● **SUPPLIED PASSAGE**:
┏━━
Monday will be 3 weeks since dday.
I am confused, gutted, crushed...I feel like a bomb has been dropped on my entire world.
Day was 3 days into a 9 day Florida vacation with my in-laws, wh’s brother and wife, our young teen child, and their toddler.
After a day of drinking in the pool...wh, sil, bil... things got a little out of hand. The drinking was excessive. I was focused on keeping my child and the toddler entertained and safe and away from the “party.”
Earlier wh had hurt me by sharing a conversation with sil that pressed a sore spot with me, so I had gone in to shower and attend to the kids.
Mil and Fil noticed things were getting a little
“Close”’and mil sent fil out to chaperone. However, he did not stay long. He was in the middle of manning the grill.
This resulted in my wh and sil in compromising positions alone in the pool. At one point, the point in which I “caught” them, sil had her legs wrapped around wh’s waist with her back to the side of the pool. One of each of their hands were visible. The other was not. When wh saw me he jumped out of the pool and I noticed he was erect.
In that moment I was destroyed.
I know wh was way beyond drunk.
So was sil.
I have no idea what took place under the water.
I do know he was obviously sexually aroused.
The earlier conversation hurt me deeply. Sober he would have known this.
Wh has not been an emotionally responsive spouse in years.
To protect my child I resisted then urge to fly home.
When I confronted wh the next day he claims to not remember.
He apologized but did not show remorse.
He shut down and clammed up the rest of the trip.
The issue was never confronted with sil or in laws.
Since this, at the 2 week mark, a huge fight took place. He had ignored me and the issue since dday. Ignored me crying, never initiated or really participated in a conversation about the events.
At that 2 week mark we had a huge fight. I asked what he had done to try to improve this. Nothing. He had not even done a Google search. I told him that spoke volumes.
After this very rage filled argument he made himself an ic appointment and started googling. He has claimed to start to realize he is emotionally abusive by refusing to be emotionally supportive in all situations not just this one.
┗━━
● **EXTRACTED MATERIAL**:
┏━━
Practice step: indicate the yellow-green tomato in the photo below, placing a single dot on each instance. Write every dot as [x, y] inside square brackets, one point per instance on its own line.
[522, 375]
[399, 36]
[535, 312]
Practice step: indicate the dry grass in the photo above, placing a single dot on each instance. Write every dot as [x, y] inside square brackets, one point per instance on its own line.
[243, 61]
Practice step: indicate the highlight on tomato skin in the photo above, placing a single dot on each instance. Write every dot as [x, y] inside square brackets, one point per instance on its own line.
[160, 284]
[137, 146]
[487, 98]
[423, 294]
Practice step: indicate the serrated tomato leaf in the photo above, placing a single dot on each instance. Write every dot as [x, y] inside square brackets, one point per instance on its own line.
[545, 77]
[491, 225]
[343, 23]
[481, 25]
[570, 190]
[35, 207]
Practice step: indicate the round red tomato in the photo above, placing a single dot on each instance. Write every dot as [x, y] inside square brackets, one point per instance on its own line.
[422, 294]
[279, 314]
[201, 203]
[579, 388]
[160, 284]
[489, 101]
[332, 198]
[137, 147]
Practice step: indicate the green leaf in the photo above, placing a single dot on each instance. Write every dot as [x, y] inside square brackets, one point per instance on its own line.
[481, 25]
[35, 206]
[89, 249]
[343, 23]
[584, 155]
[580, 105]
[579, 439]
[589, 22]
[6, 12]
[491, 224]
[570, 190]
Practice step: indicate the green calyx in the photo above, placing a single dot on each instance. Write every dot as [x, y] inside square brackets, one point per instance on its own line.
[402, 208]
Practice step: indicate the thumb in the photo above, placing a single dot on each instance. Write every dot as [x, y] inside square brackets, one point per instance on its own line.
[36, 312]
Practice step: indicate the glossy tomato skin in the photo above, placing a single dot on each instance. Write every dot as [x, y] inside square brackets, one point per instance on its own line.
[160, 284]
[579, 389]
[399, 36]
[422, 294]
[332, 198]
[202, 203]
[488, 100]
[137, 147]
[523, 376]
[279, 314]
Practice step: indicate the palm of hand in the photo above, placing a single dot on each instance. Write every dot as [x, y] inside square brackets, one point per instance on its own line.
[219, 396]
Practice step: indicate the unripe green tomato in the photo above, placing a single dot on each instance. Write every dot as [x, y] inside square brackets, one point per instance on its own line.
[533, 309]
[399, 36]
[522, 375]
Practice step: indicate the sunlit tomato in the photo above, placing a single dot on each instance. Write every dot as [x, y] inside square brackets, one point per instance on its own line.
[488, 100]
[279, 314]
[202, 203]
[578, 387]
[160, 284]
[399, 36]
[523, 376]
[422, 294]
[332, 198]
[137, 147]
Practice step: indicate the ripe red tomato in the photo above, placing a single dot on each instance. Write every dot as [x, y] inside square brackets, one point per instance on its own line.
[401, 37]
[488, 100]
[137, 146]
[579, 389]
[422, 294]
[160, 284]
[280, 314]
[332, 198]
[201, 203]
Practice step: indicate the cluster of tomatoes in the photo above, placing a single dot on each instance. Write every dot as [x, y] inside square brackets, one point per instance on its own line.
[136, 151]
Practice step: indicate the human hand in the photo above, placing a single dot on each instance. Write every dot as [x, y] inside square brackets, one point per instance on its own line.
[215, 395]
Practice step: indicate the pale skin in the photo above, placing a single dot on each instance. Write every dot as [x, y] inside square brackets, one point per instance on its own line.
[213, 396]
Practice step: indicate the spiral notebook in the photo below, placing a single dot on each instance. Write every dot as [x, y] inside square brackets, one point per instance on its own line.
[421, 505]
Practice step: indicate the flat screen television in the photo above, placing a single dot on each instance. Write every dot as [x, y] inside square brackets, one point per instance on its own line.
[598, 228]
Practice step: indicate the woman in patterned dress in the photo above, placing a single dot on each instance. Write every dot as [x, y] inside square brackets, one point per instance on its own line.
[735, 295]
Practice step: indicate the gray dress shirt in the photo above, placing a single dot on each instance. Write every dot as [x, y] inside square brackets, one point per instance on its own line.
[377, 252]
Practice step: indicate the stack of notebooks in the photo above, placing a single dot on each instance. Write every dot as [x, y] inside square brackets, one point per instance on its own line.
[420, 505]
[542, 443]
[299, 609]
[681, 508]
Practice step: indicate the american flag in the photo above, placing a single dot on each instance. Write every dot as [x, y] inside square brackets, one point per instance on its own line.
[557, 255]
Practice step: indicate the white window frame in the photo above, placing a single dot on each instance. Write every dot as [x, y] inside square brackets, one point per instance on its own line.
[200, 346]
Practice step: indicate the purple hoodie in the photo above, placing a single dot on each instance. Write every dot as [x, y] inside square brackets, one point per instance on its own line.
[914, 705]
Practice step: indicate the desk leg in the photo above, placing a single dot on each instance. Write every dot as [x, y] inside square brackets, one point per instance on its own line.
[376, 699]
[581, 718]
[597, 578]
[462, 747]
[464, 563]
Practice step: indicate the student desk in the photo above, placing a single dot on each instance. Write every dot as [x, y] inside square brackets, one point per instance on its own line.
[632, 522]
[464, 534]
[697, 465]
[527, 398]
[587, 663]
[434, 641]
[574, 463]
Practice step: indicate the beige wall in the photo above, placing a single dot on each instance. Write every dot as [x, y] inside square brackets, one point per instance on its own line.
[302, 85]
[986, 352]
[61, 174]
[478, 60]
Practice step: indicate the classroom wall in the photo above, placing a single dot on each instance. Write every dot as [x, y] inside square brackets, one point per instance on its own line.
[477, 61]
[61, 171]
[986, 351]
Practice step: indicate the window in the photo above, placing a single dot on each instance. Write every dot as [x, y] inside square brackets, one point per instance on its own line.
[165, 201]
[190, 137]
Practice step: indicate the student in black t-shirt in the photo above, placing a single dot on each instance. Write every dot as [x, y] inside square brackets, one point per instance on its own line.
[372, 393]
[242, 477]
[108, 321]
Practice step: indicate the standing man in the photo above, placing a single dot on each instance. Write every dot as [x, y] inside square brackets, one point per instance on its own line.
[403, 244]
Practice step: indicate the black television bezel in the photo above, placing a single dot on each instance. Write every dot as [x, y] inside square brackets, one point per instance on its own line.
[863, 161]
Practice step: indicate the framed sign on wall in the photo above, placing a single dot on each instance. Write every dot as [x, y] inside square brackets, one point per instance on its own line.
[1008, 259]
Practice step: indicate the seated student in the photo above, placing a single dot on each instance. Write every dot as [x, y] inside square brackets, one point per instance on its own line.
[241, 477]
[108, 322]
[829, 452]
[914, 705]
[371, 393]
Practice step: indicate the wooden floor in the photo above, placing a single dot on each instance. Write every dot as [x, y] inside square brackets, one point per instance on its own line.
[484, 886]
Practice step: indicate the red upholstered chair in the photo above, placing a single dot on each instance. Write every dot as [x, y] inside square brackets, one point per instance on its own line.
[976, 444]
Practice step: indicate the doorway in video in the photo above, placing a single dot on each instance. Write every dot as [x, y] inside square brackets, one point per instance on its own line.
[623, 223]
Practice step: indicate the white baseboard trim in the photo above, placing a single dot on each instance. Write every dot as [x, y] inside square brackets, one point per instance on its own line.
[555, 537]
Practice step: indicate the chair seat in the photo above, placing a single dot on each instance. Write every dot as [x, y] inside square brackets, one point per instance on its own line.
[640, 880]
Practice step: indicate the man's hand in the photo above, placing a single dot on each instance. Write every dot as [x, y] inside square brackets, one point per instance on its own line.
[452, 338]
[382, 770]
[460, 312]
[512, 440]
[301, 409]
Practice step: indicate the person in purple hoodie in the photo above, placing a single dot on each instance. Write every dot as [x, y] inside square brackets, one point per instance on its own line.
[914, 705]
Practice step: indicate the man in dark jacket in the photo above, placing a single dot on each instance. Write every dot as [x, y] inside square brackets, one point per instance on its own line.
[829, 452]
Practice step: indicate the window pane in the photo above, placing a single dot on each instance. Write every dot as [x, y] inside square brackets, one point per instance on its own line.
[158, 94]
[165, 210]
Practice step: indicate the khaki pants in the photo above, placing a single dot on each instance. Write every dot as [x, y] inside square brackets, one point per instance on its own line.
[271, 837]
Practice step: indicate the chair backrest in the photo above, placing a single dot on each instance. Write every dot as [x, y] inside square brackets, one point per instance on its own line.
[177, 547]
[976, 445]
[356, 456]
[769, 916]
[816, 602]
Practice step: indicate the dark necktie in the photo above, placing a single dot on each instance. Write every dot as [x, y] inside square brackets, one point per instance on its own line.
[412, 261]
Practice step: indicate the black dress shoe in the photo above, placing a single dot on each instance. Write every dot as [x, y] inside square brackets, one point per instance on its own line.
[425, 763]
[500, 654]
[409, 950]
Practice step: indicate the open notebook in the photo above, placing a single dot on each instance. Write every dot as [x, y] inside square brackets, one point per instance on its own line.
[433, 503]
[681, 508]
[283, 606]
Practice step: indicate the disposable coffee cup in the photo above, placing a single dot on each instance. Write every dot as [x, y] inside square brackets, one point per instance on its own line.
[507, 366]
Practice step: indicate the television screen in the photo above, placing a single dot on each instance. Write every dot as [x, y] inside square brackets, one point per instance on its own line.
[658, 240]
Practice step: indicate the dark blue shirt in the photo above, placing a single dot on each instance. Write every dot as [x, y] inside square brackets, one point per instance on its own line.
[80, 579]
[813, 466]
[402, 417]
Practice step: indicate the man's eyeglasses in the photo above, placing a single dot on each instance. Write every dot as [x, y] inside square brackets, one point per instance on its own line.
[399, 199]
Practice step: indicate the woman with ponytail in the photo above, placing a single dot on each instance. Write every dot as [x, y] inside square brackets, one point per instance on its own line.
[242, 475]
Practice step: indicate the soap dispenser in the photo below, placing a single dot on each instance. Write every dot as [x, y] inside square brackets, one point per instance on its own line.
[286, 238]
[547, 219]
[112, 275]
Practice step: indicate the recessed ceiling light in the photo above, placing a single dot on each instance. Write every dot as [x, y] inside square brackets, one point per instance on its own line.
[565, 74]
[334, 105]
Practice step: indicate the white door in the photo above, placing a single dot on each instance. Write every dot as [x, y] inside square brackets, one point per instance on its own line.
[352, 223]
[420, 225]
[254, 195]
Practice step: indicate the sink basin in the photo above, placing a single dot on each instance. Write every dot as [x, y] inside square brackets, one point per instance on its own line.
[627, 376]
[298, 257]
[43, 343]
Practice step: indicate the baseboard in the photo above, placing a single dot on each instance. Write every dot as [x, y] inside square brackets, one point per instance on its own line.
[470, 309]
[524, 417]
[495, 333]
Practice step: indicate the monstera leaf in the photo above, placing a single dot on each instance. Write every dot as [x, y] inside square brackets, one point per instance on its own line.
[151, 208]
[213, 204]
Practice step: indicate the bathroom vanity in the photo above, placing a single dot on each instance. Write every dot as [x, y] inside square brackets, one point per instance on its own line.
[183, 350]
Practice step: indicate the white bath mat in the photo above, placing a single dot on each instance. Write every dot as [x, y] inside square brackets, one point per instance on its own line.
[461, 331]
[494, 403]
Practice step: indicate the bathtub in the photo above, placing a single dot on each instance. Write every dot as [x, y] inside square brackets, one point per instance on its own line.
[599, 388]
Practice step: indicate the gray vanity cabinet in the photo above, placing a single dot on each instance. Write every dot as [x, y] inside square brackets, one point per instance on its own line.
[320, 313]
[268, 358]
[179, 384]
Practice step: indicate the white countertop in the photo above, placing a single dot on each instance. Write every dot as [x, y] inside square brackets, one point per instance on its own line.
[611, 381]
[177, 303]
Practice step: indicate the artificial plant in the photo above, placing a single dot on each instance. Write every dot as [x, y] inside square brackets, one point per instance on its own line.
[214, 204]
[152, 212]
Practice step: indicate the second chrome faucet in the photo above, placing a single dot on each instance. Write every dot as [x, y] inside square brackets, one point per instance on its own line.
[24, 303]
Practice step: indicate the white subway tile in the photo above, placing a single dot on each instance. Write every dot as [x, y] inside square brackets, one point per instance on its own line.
┗━━
● **TASK TO COMPLETE**: From the post above, repeat word for word the part that begins with the words containing "When I confronted" and ends with "just this one.".

● **TASK RESULT**:
When I confronted wh the next day he claims to not remember.
He apologized but did not show remorse.
He shut down and clammed up the rest of the trip.
The issue was never confronted with sil or in laws.
Since this, at the 2 week mark, a huge fight took place. He had ignored me and the issue since dday. Ignored me crying, never initiated or really participated in a conversation about the events.
At that 2 week mark we had a huge fight. I asked what he had done to try to improve this. Nothing. He had not even done a Google search. I told him that spoke volumes.
After this very rage filled argument he made himself an ic appointment and started googling. He has claimed to start to realize he is emotionally abusive by refusing to be emotionally supportive in all situations not just this one.